EXCERPT TO READ
A third of the GP   interviewed had encounter with PCOS patients only yearly; making the choice   of inclusion of this large proportion of GP without significant practice in   the field of interest questionable.

 

Our current sampling has broadly captured GP   interactions with PCOS patients. It was important for us to recognise that   many GPs in the population may have to provide management for PCOS patients,   despite their encounter rates being low. PCOS only affects   8-13% of women of reproductive age. The inclusion of those who encounter   women with PCOS only yearly provide a balanced view by including GPs with   varying degree of experience in PCOS.   The knowledge and practice habits imparted from GPs that do not encounter   PCOS patients as frequently was seen just as valuable for our research. Given   that this is a qualitative paper, we do appreciate that results are not   broadly transferrable, but it does provide a snapshot of results.

Line 262-264.   Discussion on rural vs urban GP barriers discussed but not reported in the   results.

This notion is discussed in the   results section as a major qualitative difference which emerged between rural   vs urban GPs relating to physical access to allied health professionals which   was uniquely experienced in rural areas; (Pg 4, Lines 140-145)

 

It has been reworded to further   highlight rural vs urban difference: (lines 140-145) “Despite this, GPs working in rural areas face issues in terms of the   availability of these services. A qualitative difference was observed in the   rural participants, who uniquely expressed difficulty getting access to   allied health services compared to urban participants.”

Introduction; Line 39-40, Litterature suggests that obese women   with PCOS are more likely to consult for their symptoms and have a   diagnosis of PCOS, but are not necessarly more obese or overweight in   unbiased sample  (Ezeh U et  al., J Clin Endocrinol   Metab. 2013 Jun;98(6):E1088-9 al.)

Thank you for bringing this to our attention – we   have amended this to ensure that we acknowledge that not all women with PCOS are   obese/overweight.

The sentence has been amended to: Pg 1, Lines   39-40. “Additionally, being overweight   or obese is a well-recognised, significant feature and complication of PCOS   for many women.”

WORK TO COMPLETE
1 > Return the part of the reviewer responses on GP care for PCOS that begins at the words "A third of the" and stops after "of interest questionable.", copied word for word.
2 > Write the next part of the reviewer responses on GP care for PCOS, picking up after their final sentence.

Point-per-instance localization data
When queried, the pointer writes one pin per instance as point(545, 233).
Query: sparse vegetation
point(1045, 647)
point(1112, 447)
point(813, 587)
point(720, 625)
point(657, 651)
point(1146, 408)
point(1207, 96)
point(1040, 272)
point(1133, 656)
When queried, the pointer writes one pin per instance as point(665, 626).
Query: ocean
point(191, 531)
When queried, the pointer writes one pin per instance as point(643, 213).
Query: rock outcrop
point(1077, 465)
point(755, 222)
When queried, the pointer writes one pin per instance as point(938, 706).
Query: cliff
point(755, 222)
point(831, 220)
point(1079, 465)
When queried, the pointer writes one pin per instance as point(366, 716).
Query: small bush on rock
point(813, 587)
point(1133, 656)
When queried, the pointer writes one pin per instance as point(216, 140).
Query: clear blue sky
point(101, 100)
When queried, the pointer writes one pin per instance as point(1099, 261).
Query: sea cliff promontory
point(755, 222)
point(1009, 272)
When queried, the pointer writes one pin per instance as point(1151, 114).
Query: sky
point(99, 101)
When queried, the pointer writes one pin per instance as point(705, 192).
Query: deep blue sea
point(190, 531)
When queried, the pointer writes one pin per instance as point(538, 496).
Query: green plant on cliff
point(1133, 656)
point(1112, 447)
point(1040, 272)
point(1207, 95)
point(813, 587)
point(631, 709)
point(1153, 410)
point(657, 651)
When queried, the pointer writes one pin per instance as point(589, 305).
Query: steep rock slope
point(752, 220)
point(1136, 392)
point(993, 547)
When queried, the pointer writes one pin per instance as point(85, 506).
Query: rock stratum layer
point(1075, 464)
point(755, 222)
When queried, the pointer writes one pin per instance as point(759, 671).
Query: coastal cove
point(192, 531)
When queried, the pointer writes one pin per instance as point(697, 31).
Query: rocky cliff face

RESULTS FOR THE EXERCISE
1 >
A third of the GP   interviewed had encounter with PCOS patients only yearly; making the choice   of inclusion of this large proportion of GP without significant practice in   the field of interest questionable.

2 >
Line 107- Barrier and facilitators from interviews- table 2 and not 1.

Thank you for sighting this error: Changed from Table 1 à Table 2 (pg 4 line 113)

The title of table 2   could reflect that it consists of the barriers and facilitators resulting   from GP interviews.

Table 2 title has been changed to “Facilitators and barriers on knowledge   and practice in lifestyle management of PCOS by GPs” (pg   3 line 110)

My major concerns on   this study are on the possibility of generalisation of these findings to   other health systems and GP organisations, that seems very limited.

Thank you for raising this point. The conclusion   has been revised to include our acknowledgements that being a qualitative   paper, broad generalisations from our research is limited, however it   addresses important and critical areas of GP-provided care for women with   PCOS, and by extension, challenges with weight loss and lifestyle   interventions in primary care. Thus, addressing these concerns, may   reverberate through many other lifestyle related conditions.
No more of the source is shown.